I’ve tied these strands together with an explicit acknowledgement that Creative Commons has legally enabled all this Open content and that it’s a fantastic achievement. Consider it my early birthday present to celebrate that it’s now been nearly 10 years since Creative Commons first launched (#cc10 on Twitter btw for related news & events).

I’m hoping it will raise awareness that citizens & scientists alike can directly read the primary scientific literature themselves (via Open Access journals and articles) and they should be encouraged to – given as taxpayers they’ve paid for most of it to be created! Also more than just mere engagement, I’ve highlighted that uniquely with an Open philosophy there’s nothing stopping ‘amateur’ or citizen science contributions in palaeontology – it’s sad that more of the literature, data, code and educational resources in this area aren’t openly available for re-use – arguably the world would know a lot more about palaeontology if they were.

With specific reference to http://opendefinition.org/ I try and make it clear what open actually means in this context. There’s been a lot of openwashing this year. Open is clearly a desirable state, and a label which will help sell and ‘add value’ to products, therefore both innocent and malicious temptation abounds to mistakenly label or brand things as ‘open’ when they are de facto not open. Education and awareness-raising clearly has a significant role to play here in preventing this problem.

(Pointing dataset records)
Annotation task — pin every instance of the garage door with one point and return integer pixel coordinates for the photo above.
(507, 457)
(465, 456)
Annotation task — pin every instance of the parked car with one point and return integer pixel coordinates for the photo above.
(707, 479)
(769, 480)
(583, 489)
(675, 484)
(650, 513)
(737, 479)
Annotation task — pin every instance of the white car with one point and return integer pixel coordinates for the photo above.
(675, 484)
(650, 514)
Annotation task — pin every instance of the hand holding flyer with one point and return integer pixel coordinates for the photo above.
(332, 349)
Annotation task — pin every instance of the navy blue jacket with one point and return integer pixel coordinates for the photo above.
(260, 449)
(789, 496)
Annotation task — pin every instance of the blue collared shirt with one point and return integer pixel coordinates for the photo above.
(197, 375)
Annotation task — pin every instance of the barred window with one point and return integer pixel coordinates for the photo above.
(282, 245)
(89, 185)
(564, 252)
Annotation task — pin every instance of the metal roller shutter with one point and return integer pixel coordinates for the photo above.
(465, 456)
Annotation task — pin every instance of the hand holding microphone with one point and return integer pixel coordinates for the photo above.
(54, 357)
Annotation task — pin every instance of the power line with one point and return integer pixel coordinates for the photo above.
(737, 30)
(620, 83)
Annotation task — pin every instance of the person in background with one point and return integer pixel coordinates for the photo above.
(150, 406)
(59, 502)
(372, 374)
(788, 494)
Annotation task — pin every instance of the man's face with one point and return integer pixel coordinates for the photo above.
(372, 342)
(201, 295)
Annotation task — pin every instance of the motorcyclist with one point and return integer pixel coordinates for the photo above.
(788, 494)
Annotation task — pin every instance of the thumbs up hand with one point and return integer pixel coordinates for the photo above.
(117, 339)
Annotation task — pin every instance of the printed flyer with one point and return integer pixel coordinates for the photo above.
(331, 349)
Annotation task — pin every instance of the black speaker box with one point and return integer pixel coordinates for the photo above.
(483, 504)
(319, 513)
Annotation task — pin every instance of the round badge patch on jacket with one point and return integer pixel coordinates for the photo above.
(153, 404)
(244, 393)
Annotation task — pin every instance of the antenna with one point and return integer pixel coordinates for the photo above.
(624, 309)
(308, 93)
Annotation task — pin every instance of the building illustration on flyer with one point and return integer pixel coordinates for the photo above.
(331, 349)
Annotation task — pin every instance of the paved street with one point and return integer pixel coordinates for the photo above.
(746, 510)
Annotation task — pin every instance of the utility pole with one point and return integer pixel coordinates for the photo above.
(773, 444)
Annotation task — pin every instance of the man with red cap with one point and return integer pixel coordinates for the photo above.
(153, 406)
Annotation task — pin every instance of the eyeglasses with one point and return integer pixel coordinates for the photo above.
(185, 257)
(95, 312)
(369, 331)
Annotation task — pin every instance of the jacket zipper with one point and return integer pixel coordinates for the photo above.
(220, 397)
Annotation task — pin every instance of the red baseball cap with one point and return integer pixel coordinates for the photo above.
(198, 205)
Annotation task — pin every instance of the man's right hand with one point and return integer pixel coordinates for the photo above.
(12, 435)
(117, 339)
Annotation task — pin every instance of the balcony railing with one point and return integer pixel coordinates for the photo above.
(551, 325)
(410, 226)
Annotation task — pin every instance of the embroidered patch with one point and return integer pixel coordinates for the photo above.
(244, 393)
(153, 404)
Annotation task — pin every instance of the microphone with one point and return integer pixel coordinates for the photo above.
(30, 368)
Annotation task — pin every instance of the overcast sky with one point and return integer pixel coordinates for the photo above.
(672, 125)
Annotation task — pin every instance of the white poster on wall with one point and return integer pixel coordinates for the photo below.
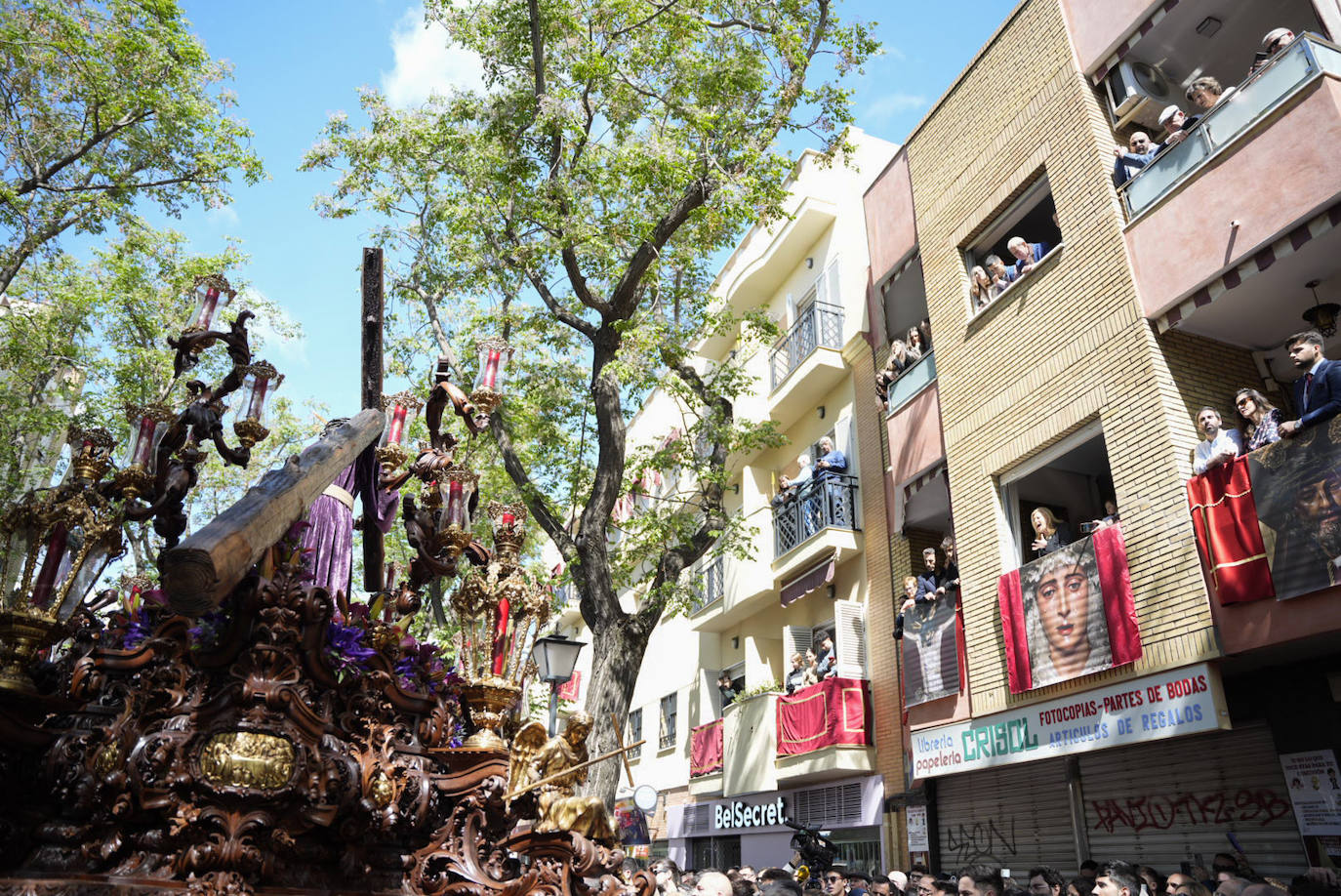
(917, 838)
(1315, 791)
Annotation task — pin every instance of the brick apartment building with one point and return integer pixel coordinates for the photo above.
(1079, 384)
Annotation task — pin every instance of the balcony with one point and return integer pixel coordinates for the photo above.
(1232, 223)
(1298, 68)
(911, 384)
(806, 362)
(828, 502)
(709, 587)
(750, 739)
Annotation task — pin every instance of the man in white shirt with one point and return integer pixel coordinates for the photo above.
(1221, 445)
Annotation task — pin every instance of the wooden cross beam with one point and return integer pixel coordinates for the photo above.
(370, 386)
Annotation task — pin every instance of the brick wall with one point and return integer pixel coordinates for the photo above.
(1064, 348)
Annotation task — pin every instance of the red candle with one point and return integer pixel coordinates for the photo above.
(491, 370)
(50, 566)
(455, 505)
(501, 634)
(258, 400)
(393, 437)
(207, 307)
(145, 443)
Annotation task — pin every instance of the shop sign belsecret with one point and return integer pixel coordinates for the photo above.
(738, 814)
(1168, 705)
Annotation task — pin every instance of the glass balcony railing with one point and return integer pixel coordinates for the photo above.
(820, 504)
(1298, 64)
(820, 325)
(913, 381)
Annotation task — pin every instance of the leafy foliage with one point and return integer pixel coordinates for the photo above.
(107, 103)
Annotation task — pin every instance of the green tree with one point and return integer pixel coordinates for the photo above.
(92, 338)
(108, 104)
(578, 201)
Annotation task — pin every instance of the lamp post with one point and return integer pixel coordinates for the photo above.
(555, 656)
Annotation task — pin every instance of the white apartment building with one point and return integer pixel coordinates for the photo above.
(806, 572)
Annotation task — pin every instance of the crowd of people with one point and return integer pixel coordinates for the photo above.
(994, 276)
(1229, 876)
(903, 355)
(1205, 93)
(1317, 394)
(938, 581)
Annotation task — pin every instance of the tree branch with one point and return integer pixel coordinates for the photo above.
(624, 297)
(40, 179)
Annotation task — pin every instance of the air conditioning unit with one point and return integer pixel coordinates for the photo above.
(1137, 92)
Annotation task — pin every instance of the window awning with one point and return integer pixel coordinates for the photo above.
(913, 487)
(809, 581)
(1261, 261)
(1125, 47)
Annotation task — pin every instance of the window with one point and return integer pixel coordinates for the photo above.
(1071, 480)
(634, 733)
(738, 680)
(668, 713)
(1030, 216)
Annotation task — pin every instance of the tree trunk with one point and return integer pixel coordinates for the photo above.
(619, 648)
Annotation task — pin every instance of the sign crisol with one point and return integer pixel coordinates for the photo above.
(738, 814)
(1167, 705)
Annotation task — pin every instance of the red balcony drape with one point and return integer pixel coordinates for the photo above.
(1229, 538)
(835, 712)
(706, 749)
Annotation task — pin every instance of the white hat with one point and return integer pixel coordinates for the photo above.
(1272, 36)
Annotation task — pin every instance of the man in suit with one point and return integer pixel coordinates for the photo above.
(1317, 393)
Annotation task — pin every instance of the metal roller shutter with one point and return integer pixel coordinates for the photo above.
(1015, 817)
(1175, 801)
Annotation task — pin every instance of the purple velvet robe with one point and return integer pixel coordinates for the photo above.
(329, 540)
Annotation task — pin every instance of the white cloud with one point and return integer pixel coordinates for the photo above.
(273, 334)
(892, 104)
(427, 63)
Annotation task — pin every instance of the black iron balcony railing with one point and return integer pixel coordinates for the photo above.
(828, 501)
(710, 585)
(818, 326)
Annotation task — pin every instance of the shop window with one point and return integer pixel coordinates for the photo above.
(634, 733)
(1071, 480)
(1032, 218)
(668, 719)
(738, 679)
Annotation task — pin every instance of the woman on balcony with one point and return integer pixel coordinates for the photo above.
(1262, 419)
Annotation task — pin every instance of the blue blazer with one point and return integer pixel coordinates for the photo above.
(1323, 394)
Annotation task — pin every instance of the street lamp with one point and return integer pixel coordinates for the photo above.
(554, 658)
--
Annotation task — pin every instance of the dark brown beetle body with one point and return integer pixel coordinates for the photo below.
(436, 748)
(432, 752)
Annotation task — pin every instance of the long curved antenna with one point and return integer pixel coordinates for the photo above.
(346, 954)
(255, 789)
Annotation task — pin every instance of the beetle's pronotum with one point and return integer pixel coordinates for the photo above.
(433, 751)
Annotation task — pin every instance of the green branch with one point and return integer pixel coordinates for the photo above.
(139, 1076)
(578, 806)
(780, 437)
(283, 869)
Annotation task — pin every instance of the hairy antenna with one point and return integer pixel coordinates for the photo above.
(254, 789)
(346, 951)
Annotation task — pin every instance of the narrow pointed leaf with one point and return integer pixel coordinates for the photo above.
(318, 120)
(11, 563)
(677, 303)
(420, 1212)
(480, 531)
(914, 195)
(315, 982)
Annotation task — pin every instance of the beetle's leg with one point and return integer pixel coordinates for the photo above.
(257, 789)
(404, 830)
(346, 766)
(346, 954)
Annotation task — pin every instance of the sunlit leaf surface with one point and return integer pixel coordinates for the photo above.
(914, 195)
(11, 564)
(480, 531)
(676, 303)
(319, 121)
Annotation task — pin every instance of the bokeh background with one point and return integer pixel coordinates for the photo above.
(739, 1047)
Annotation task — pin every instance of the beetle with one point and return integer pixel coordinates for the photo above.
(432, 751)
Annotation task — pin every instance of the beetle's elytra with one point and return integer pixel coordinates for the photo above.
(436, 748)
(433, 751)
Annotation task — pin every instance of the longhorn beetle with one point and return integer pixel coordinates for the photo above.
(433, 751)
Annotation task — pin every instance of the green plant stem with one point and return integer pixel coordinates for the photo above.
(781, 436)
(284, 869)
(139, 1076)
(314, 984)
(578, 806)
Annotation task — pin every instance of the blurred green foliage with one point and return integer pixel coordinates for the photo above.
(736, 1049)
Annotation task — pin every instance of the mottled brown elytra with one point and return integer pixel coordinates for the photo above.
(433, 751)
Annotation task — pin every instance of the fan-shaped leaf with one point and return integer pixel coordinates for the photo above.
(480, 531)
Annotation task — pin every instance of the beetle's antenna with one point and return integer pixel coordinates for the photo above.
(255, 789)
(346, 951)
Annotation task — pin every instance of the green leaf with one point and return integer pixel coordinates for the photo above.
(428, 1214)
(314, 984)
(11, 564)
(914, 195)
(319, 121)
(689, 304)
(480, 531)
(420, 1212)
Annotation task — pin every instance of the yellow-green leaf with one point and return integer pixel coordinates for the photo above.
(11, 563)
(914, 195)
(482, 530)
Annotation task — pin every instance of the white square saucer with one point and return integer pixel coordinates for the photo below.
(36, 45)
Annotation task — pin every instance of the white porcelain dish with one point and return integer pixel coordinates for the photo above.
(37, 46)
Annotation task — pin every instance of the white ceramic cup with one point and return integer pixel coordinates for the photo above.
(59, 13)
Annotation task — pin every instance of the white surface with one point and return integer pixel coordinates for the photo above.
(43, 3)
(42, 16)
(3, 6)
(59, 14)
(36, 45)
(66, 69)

Short exercise :: In the passage above on Creative Commons and open access, reproduce the words from "I’m hoping it" to "if they were." with no changes.

Correct output ::
I’m hoping it will raise awareness that citizens & scientists alike can directly read the primary scientific literature themselves (via Open Access journals and articles) and they should be encouraged to – given as taxpayers they’ve paid for most of it to be created! Also more than just mere engagement, I’ve highlighted that uniquely with an Open philosophy there’s nothing stopping ‘amateur’ or citizen science contributions in palaeontology – it’s sad that more of the literature, data, code and educational resources in this area aren’t openly available for re-use – arguably the world would know a lot more about palaeontology if they were.